**Problem to solve:**
Gather up every line from the entries below that uses the word "grateful".

(Dataset entries)
━━━━

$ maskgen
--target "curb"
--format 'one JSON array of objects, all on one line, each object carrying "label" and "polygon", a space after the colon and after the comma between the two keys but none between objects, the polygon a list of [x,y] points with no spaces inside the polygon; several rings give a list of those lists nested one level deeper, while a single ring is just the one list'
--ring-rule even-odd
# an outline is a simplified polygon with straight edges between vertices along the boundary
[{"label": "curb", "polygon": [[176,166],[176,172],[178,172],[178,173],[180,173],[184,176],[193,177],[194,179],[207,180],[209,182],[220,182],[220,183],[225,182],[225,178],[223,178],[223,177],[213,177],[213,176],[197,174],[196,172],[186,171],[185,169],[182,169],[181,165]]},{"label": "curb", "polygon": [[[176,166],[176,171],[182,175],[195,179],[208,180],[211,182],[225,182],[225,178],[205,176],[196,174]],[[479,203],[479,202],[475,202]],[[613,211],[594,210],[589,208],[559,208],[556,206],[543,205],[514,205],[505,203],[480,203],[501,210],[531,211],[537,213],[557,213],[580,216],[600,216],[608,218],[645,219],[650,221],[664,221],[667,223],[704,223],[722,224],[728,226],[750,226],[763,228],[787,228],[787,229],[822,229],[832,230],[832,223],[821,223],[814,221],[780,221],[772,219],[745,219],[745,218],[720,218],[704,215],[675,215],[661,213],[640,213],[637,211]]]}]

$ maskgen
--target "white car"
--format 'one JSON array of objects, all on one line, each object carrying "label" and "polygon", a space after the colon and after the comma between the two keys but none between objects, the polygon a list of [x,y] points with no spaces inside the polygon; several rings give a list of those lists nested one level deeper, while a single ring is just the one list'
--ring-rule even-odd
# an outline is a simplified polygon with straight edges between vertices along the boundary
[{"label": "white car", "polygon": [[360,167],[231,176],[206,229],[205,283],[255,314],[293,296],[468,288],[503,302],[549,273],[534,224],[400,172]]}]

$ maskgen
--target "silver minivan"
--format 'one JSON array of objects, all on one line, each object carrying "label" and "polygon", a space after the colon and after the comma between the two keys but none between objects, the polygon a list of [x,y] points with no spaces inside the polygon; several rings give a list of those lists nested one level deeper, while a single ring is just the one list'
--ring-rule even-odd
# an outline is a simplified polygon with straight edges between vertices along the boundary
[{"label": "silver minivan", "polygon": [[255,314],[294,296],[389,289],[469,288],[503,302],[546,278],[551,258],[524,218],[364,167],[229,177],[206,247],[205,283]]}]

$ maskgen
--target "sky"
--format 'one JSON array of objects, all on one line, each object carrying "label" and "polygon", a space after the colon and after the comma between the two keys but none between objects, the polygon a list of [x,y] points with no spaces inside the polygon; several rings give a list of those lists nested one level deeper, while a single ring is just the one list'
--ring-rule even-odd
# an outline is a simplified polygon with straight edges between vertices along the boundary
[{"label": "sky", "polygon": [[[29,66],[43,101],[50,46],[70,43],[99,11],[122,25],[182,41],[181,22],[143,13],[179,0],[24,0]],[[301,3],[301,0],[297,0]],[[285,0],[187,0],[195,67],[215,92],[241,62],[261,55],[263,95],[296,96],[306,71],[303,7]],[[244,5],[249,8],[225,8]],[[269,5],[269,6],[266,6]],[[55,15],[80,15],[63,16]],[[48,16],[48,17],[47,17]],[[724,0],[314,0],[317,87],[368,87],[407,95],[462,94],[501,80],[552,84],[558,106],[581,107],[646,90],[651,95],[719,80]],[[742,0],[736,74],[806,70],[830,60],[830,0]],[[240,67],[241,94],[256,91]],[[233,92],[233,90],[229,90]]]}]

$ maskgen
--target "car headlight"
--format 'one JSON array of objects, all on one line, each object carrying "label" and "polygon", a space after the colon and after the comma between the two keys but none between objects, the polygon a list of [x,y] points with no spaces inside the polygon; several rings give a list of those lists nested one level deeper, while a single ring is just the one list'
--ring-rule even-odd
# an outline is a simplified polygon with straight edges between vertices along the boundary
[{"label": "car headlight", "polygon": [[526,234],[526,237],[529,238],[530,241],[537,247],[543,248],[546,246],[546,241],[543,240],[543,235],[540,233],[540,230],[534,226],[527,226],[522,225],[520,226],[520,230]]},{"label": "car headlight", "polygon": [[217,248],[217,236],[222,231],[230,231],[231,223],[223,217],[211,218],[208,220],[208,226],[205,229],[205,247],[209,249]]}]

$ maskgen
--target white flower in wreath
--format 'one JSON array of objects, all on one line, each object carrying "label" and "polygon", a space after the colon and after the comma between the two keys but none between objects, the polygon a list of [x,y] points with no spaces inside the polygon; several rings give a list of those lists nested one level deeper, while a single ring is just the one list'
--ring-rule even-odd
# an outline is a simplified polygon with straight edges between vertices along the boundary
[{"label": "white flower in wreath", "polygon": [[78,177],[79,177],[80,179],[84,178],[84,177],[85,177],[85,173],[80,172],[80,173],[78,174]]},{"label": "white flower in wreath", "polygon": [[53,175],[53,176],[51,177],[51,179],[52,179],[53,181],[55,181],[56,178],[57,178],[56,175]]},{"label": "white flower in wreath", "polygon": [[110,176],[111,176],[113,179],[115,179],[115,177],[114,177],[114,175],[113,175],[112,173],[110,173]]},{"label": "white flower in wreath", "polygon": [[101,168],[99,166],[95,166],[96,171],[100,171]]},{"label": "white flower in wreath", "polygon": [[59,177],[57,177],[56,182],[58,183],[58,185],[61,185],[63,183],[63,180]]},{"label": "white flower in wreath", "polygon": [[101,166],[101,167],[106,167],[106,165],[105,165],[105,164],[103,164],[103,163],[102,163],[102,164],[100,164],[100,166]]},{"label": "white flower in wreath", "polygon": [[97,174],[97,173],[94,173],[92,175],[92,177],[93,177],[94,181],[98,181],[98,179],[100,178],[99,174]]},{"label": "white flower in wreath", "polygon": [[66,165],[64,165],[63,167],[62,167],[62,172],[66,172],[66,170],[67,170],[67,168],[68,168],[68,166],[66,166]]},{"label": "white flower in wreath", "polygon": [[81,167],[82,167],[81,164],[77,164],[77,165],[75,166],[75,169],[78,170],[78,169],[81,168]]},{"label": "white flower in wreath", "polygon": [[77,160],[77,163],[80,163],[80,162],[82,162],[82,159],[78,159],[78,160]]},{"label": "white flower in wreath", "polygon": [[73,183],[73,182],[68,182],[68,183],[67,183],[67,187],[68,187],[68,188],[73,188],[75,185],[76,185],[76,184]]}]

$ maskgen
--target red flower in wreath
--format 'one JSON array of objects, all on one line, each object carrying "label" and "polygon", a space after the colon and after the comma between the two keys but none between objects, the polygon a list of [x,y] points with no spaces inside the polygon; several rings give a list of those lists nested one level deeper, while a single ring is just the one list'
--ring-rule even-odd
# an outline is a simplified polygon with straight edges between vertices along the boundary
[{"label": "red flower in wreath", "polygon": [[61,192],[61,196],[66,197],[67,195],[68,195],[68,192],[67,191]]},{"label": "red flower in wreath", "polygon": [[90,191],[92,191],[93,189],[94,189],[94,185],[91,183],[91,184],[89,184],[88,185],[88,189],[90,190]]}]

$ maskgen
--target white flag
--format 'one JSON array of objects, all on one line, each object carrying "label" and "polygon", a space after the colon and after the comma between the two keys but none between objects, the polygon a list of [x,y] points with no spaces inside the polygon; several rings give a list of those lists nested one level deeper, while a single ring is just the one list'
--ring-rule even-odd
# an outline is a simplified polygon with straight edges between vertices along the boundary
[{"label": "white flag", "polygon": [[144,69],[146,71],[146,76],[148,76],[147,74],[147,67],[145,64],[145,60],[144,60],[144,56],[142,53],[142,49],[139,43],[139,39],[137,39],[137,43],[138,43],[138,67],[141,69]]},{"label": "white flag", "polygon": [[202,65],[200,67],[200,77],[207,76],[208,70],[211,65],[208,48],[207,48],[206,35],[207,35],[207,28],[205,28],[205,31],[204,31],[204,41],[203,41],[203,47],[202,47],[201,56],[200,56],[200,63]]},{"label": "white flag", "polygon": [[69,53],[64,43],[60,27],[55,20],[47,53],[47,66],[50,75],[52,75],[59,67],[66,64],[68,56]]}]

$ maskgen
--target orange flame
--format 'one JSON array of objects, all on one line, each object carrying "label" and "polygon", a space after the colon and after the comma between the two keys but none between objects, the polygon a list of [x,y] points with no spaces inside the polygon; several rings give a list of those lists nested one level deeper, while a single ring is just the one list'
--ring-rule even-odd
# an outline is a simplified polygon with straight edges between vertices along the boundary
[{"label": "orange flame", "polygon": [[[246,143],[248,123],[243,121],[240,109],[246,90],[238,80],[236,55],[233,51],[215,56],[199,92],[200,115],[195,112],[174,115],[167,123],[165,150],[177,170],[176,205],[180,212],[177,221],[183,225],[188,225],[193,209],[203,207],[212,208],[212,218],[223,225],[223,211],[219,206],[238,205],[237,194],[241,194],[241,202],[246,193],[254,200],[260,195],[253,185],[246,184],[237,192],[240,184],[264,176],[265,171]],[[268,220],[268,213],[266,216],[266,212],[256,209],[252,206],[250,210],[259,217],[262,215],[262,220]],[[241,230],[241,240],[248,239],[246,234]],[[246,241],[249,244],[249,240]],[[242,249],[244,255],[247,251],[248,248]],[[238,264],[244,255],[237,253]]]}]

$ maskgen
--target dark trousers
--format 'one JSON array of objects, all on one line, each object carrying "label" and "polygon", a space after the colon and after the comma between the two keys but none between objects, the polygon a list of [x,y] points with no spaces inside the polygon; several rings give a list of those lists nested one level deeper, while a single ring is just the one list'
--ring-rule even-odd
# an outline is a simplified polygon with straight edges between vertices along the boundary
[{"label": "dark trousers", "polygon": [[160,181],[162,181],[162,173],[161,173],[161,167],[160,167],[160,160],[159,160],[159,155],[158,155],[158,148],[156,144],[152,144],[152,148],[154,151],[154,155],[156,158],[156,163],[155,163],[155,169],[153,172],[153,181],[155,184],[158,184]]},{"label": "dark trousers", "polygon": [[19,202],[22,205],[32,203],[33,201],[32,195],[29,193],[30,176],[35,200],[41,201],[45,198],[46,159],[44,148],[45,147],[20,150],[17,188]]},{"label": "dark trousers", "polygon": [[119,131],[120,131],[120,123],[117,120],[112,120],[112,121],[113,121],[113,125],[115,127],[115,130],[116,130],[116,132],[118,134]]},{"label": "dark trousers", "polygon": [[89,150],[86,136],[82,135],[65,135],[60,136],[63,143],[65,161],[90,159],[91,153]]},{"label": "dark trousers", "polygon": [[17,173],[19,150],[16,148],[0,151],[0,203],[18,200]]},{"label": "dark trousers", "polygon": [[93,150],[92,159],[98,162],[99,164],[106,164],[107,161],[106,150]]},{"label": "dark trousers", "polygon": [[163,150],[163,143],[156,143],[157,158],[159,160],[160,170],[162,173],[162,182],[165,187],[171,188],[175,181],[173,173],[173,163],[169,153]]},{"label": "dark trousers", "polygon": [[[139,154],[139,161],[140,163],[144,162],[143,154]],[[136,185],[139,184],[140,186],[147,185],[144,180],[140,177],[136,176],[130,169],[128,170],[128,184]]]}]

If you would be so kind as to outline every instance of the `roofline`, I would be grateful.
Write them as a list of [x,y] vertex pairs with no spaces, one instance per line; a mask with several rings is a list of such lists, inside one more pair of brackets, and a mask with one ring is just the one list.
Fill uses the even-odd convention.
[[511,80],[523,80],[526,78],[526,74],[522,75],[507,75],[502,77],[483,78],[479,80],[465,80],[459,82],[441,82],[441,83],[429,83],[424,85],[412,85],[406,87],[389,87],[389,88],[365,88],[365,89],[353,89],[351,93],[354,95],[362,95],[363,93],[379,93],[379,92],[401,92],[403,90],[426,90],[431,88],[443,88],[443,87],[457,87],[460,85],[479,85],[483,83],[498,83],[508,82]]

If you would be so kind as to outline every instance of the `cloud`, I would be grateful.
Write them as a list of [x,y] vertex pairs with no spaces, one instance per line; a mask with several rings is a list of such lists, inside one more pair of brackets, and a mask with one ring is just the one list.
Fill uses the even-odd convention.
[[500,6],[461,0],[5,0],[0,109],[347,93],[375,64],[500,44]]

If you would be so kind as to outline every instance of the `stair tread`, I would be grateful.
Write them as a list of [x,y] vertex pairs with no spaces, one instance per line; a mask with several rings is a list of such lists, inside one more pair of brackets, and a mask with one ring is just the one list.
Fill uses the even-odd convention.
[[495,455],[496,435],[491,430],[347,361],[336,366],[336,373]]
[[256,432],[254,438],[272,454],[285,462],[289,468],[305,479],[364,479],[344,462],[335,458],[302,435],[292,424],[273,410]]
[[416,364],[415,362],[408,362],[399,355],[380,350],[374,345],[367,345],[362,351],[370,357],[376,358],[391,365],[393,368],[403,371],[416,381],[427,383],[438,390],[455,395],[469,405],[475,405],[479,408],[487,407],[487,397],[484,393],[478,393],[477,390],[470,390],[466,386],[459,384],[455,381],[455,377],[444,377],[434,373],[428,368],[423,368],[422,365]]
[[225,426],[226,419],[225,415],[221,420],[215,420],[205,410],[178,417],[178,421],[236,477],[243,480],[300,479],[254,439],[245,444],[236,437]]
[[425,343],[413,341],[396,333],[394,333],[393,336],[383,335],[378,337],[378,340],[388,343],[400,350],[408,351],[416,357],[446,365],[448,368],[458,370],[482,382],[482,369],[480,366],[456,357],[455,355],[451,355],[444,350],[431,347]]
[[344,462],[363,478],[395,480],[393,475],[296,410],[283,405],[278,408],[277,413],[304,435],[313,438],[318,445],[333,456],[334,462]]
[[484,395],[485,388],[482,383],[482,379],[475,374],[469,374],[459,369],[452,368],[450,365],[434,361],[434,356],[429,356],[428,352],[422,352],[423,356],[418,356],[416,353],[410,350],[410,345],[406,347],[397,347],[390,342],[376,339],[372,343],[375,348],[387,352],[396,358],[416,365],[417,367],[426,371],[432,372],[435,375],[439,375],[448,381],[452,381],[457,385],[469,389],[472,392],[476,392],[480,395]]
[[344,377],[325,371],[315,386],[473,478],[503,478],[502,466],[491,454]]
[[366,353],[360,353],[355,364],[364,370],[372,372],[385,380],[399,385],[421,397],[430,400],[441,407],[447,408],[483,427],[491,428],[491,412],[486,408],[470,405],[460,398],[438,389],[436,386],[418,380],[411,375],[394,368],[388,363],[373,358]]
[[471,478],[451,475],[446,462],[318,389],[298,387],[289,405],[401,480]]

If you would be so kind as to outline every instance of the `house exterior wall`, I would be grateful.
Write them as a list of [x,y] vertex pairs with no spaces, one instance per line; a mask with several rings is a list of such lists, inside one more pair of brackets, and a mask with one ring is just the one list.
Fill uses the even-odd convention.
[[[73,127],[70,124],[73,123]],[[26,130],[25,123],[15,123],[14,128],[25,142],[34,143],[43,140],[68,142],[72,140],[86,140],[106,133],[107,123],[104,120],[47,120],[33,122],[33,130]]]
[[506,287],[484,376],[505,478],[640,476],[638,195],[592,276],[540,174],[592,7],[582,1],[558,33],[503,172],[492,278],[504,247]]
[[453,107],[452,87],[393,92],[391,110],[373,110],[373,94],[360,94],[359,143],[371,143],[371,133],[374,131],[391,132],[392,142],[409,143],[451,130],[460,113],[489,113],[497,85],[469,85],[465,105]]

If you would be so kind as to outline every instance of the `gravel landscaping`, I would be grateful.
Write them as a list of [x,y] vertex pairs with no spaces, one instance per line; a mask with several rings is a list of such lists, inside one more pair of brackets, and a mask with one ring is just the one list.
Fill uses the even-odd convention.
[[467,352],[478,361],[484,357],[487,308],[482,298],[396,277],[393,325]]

━━━━

**Your response:**
If you would be so kind as to outline every instance of the `roofline`, I would be grateful.
If you would be so kind as to outline every instance of the `cloud`, I would be grateful.
If you would be so kind as to outline every instance of the `stair tread`, I would be grateful.
If you would be so kind as to outline every instance of the `house exterior wall`, I would be grateful.
If you would be so kind as to outline every instance of the `gravel landscaping`, I would be grateful.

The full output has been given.